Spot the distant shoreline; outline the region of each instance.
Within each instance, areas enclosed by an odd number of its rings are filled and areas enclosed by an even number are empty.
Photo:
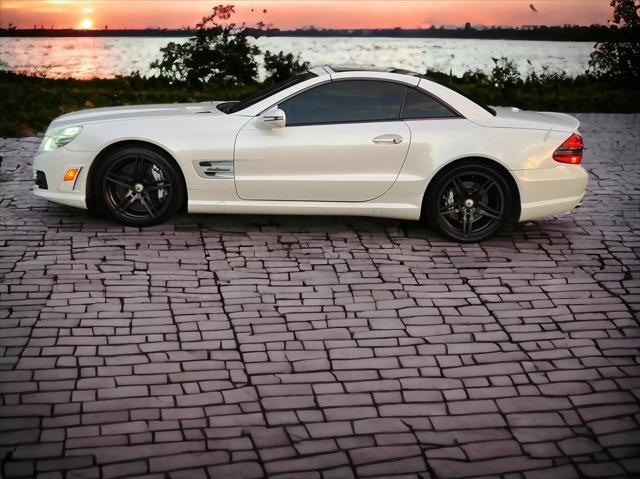
[[[604,25],[590,27],[567,26],[545,27],[531,26],[521,28],[485,28],[473,27],[460,29],[352,29],[352,30],[279,30],[247,28],[250,36],[256,37],[358,37],[358,38],[461,38],[461,39],[496,39],[496,40],[530,40],[530,41],[569,41],[600,42],[624,41],[625,32]],[[0,37],[191,37],[193,29],[0,29]]]

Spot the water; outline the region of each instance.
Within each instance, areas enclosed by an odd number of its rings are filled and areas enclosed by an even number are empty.
[[[12,37],[0,38],[0,60],[15,71],[49,77],[109,78],[134,70],[153,73],[149,64],[160,48],[187,38]],[[593,42],[468,40],[441,38],[262,37],[264,51],[300,54],[312,65],[366,64],[423,73],[491,70],[492,58],[513,60],[521,73],[548,66],[571,76],[584,72]]]

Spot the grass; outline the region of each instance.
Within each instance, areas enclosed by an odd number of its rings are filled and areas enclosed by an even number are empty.
[[[446,74],[432,76],[489,105],[576,113],[640,112],[640,89],[631,84],[612,84],[588,76],[529,76],[509,81],[487,78],[477,73],[462,77]],[[86,108],[235,100],[259,88],[261,85],[232,88],[206,85],[194,88],[140,77],[54,80],[0,72],[0,137],[43,132],[57,116]]]

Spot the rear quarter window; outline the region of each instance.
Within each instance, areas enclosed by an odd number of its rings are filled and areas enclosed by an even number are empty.
[[[407,93],[402,105],[401,118],[403,120],[420,118],[457,118],[456,112],[436,100],[431,95],[414,88],[407,87]]]

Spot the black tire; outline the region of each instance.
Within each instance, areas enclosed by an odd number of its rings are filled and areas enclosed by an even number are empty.
[[[180,210],[182,175],[165,153],[129,146],[98,161],[92,184],[96,205],[107,218],[142,228],[163,223]]]
[[[441,235],[475,243],[493,236],[511,219],[514,194],[496,168],[456,163],[434,178],[423,203],[423,218]]]

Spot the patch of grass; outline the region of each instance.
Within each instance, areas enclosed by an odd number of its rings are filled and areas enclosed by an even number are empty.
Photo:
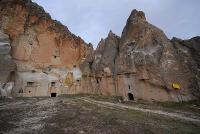
[[[62,94],[59,95],[58,97],[60,98],[74,98],[74,97],[86,97],[90,96],[90,94]]]
[[[83,105],[84,104],[85,103],[83,103]],[[131,132],[132,128],[139,129],[140,133],[198,134],[198,132],[200,132],[200,124],[194,124],[170,117],[127,109],[112,110],[91,104],[86,104],[86,106],[93,107],[94,114],[98,116],[98,120],[105,121],[105,126],[109,125],[111,128],[117,127],[120,132],[126,130],[128,133]]]
[[[119,103],[119,100],[122,100],[122,97],[112,97],[112,96],[100,96],[100,95],[89,95],[91,99],[97,101],[108,101],[113,103]],[[138,101],[121,101],[125,105],[132,105],[142,108],[149,109],[158,109],[165,111],[186,111],[194,112],[200,114],[200,102],[199,101],[189,101],[189,102],[148,102],[145,100]]]
[[[200,102],[189,101],[189,102],[154,102],[151,104],[153,107],[163,107],[166,109],[188,111],[200,114]]]
[[[189,101],[189,102],[156,102],[155,104],[165,106],[165,107],[171,107],[171,108],[182,108],[182,107],[188,107],[188,106],[197,106],[200,107],[199,101]]]
[[[99,100],[99,101],[109,101],[109,102],[119,102],[122,100],[121,96],[102,96],[102,95],[89,95],[91,99]]]
[[[87,95],[87,97],[88,96],[103,101],[116,102],[118,99],[117,97]],[[200,132],[200,124],[129,109],[111,109],[102,105],[82,101],[78,99],[79,97],[83,96],[67,95],[52,98],[56,101],[51,101],[51,98],[43,97],[25,98],[28,99],[28,101],[25,100],[23,103],[19,103],[12,108],[7,108],[4,105],[1,107],[3,109],[0,111],[1,120],[8,123],[0,122],[0,125],[5,124],[5,127],[7,126],[2,132],[6,132],[12,128],[15,129],[15,126],[11,124],[13,122],[18,124],[20,120],[23,122],[23,119],[32,119],[33,117],[40,118],[42,117],[40,113],[46,113],[47,116],[38,122],[38,124],[45,124],[45,126],[37,130],[36,133],[78,133],[82,130],[89,134],[198,134]],[[50,102],[45,104],[38,103],[35,105],[43,99]],[[18,98],[15,101],[21,102],[21,100],[24,100],[24,98]],[[52,102],[54,102],[55,105],[52,105]],[[24,128],[29,131],[29,127],[33,124],[32,122],[28,122],[25,125]]]
[[[138,124],[141,128],[144,128],[145,131],[153,133],[161,130],[181,134],[200,132],[200,124],[133,110],[112,112],[112,116],[110,115],[109,117],[133,122],[134,124]]]

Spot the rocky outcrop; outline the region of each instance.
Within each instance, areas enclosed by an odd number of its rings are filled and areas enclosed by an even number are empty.
[[[200,98],[199,37],[170,41],[142,11],[133,10],[121,37],[110,31],[95,51],[31,0],[0,0],[0,11],[1,81],[13,79],[15,96]]]
[[[82,86],[86,90],[85,92],[101,95],[117,94],[114,75],[119,41],[120,38],[110,31],[106,39],[101,39],[97,49],[92,54],[93,56],[90,56],[81,65],[84,74]]]
[[[31,0],[1,0],[0,10],[0,26],[11,39],[18,70],[73,68],[87,55],[89,45]]]
[[[16,70],[16,64],[10,56],[10,41],[8,35],[0,31],[0,82],[7,83],[12,80],[12,72]]]
[[[119,73],[135,73],[134,90],[139,98],[155,100],[179,100],[172,88],[181,85],[182,100],[190,99],[191,75],[177,60],[174,47],[166,35],[146,21],[141,11],[133,10],[122,32],[117,57]],[[139,89],[137,89],[139,88]]]
[[[193,99],[191,71],[179,60],[176,49],[163,31],[146,21],[144,13],[132,11],[119,46],[117,61],[124,63],[119,62],[118,70],[136,72],[138,87],[135,90],[143,90],[143,95],[139,93],[141,96],[138,96],[156,100]],[[173,83],[181,86],[180,97],[172,88]]]
[[[177,51],[163,31],[147,22],[143,12],[133,10],[121,38],[110,32],[100,41],[88,62],[91,77],[85,79],[87,84],[92,81],[89,88],[98,89],[103,95],[156,101],[191,100],[195,98],[192,85],[198,84],[193,83],[192,69]],[[198,54],[191,58],[195,57]],[[178,91],[174,84],[180,87]]]
[[[95,50],[94,61],[92,64],[93,74],[97,77],[102,75],[110,76],[115,72],[115,58],[118,53],[120,38],[112,31],[106,39],[102,39]]]
[[[0,11],[0,28],[10,38],[11,56],[17,64],[16,95],[47,96],[51,82],[61,88],[68,72],[80,70],[80,63],[93,50],[31,0],[1,0]],[[67,86],[63,84],[59,93],[70,93]]]
[[[10,56],[10,49],[8,35],[0,31],[0,96],[11,96],[11,89],[7,87],[15,81],[16,64]]]
[[[173,38],[171,42],[176,51],[176,58],[179,59],[185,71],[190,72],[190,89],[191,94],[200,98],[200,37],[194,37],[189,40]]]

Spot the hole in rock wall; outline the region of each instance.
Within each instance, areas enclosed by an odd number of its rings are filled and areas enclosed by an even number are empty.
[[[134,100],[134,96],[133,96],[132,93],[128,93],[128,99],[129,99],[129,100]]]
[[[97,84],[99,84],[99,80],[97,79]]]
[[[15,71],[10,72],[9,81],[13,81],[13,82],[15,81]]]
[[[76,68],[76,65],[73,65],[74,68]]]
[[[131,89],[131,86],[130,86],[130,85],[128,85],[128,89]]]
[[[35,73],[36,71],[35,71],[35,70],[32,70],[31,72],[32,72],[32,73]]]
[[[57,93],[51,93],[51,97],[56,97]]]
[[[34,86],[34,82],[27,82],[27,86],[28,86],[28,87]]]
[[[57,58],[57,56],[54,56],[54,58],[56,59],[56,58]]]
[[[19,93],[23,93],[24,91],[22,89],[19,90]]]
[[[51,87],[55,87],[56,86],[56,82],[51,82]]]

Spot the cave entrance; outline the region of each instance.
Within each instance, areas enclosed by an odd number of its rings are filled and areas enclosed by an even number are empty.
[[[57,93],[51,93],[51,97],[56,97]]]
[[[128,100],[134,100],[134,96],[132,93],[128,93]]]
[[[15,81],[15,71],[11,71],[11,72],[10,72],[9,81],[12,81],[12,82]]]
####
> **Your task**: Search the data above and return each line in which "outline" occurs.

> **Finished task**:
Spot the distant shoreline; outline the region of each instance.
Spot the water; outline the region of each instance.
Spot the grass; outline the region of each instance.
Spot the rear quarter window; outline the region of each instance.
Spot the black tire; outline the region of each instance.
Spot the patch of grass; outline the region of each instance.
Spot the rocky outcrop; outline the region of each instance.
Spot the hole in rock wall; outline the region of each instance.
Spot the cave entrance; outline the region of each instance.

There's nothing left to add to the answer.